>> START DATA FOR THIS EXERCISE

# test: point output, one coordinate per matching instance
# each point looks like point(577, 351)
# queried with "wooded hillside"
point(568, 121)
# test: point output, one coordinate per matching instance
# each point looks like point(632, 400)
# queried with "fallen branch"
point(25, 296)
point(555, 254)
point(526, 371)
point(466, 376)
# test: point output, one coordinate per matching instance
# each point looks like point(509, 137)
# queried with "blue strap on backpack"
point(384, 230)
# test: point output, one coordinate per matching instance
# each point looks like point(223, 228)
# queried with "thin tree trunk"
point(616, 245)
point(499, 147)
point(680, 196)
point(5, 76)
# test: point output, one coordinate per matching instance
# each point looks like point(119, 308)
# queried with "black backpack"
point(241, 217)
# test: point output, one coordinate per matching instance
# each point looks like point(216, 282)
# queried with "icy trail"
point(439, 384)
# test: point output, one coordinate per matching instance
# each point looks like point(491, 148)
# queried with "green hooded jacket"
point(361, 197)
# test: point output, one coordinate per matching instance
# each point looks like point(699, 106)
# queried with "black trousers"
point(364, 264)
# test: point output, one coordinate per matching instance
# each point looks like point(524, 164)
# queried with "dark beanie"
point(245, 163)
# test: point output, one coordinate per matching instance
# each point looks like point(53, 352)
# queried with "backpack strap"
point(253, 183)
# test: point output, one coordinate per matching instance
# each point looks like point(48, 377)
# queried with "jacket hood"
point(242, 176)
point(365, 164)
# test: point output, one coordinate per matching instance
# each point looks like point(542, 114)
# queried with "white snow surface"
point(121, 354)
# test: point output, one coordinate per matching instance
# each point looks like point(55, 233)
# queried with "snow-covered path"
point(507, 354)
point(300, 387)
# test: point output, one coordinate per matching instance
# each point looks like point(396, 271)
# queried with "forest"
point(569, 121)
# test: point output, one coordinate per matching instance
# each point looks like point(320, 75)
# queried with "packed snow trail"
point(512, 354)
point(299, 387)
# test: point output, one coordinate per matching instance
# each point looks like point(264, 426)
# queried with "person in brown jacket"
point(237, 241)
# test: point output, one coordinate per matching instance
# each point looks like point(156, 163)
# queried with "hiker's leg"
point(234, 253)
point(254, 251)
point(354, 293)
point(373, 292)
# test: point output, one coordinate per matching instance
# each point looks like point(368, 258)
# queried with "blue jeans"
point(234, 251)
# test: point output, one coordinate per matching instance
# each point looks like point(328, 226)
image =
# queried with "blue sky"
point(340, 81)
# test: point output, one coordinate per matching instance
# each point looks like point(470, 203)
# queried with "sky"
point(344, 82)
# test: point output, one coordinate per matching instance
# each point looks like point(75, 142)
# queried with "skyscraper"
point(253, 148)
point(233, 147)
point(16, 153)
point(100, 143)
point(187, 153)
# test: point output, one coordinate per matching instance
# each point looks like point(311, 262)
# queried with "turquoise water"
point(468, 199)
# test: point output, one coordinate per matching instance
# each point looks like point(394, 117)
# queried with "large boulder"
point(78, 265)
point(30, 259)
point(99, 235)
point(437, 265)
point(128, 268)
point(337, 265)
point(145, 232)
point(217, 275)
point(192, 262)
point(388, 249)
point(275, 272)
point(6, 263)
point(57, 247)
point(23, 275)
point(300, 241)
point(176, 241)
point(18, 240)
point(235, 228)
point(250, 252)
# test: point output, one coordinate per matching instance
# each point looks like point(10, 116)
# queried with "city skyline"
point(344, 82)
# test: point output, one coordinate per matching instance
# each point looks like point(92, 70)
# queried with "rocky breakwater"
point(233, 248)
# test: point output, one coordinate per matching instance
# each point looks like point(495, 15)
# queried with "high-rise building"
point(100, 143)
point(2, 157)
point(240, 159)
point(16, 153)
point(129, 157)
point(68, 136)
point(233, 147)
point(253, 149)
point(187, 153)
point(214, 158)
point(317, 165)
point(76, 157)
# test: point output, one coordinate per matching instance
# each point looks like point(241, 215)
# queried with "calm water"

>> END DATA FOR THIS EXERCISE

WHAT YOU NEED TO DO: Output all of the material exactly as written.

WRITTEN SOLUTION:
# test: point output, one coordinate per matching instance
# each point looks like point(577, 351)
# queried with "wooded hillside"
point(568, 121)
# test: point output, one coordinate per matching instance
# each point looks like point(632, 400)
# queried with "fallen branch"
point(25, 296)
point(555, 254)
point(526, 371)
point(466, 376)
# test: point output, one coordinate per matching instance
# each point looks like point(509, 137)
# queried with "blue strap on backpack"
point(384, 230)
# test: point output, one coordinate per matching instance
# each point looks like point(223, 228)
# queried with "thin tree trunk"
point(616, 245)
point(499, 147)
point(680, 196)
point(5, 76)
# test: point output, one coordinate per matching instance
# each point looks like point(119, 308)
# queried with "black backpack"
point(241, 217)
# test: point output, one coordinate per matching instance
# each point looks like point(216, 282)
# queried with "icy trail"
point(439, 384)
# test: point output, one coordinate per matching instance
# each point looks like point(491, 148)
# queried with "green hooded jacket"
point(361, 197)
# test: point output, one coordinate per matching instance
# each point looks like point(699, 106)
# queried with "black trousers"
point(364, 264)
# test: point output, one coordinate per matching instance
# each point looks like point(524, 164)
# queried with "dark beanie"
point(245, 163)
# test: point output, one coordinate per matching instance
# each point looks like point(53, 352)
# queried with "backpack strap"
point(253, 183)
# test: point output, one coordinate per matching instance
# each point looks like point(48, 377)
# queried with "jacket hood"
point(242, 176)
point(365, 164)
# test: point output, one coordinate per matching instance
# each point looks like point(542, 114)
# queried with "white snow surface"
point(121, 354)
# test: point output, one coordinate per matching instance
# each point looks like point(55, 233)
# queried with "snow-covered path"
point(507, 354)
point(300, 387)
# test: point output, one coordinate per matching instance
# each point looks like point(396, 271)
# queried with "forest"
point(569, 121)
# test: point output, one coordinate per matching instance
# each point looks like point(320, 75)
# queried with "packed snow trail"
point(512, 354)
point(299, 387)
# test: point output, one coordinate per matching instance
# each point looks like point(264, 426)
# queried with "person in brown jacket"
point(237, 241)
# test: point output, one coordinate per matching instance
# each point looks like point(156, 163)
# queried with "hiker's leg"
point(234, 253)
point(254, 251)
point(354, 293)
point(373, 292)
# test: point output, one coordinate per matching instance
# each point looks like point(368, 258)
# queried with "blue jeans"
point(234, 251)
# test: point output, one coordinate per matching instance
# each point looks like point(328, 226)
image =
# queried with "blue sky"
point(340, 81)
# test: point output, one coordinate per matching instance
# each point looks like point(470, 203)
# queried with "sky"
point(344, 82)
# test: point output, one coordinate per matching instance
# each point looks like point(75, 142)
# queried with "skyscraper"
point(253, 148)
point(233, 147)
point(16, 153)
point(100, 143)
point(187, 153)
# test: point output, one coordinate per matching instance
# each point looks like point(311, 262)
# queried with "turquoise water"
point(468, 199)
# test: point output, one coordinate per matching instance
# each point looks like point(394, 117)
# queried with "large boulder"
point(78, 265)
point(30, 259)
point(99, 235)
point(437, 265)
point(128, 268)
point(337, 265)
point(145, 232)
point(217, 275)
point(192, 262)
point(388, 249)
point(275, 272)
point(6, 263)
point(57, 247)
point(23, 275)
point(300, 241)
point(176, 241)
point(18, 240)
point(235, 228)
point(250, 252)
# test: point output, one coordinate per matching instance
# each point looks like point(10, 116)
# queried with "city skyline"
point(344, 82)
# test: point output, one coordinate per matching instance
# each point looks like point(92, 70)
# queried with "rocky breakwater"
point(233, 248)
# test: point output, one coordinate per matching instance
# each point looks like point(495, 15)
# queried with "high-rise building"
point(100, 143)
point(2, 157)
point(240, 159)
point(16, 153)
point(129, 157)
point(68, 136)
point(233, 147)
point(253, 149)
point(187, 153)
point(214, 158)
point(317, 165)
point(76, 157)
# test: point output, one coordinate per matching instance
# each point looks like point(241, 215)
# queried with "calm water"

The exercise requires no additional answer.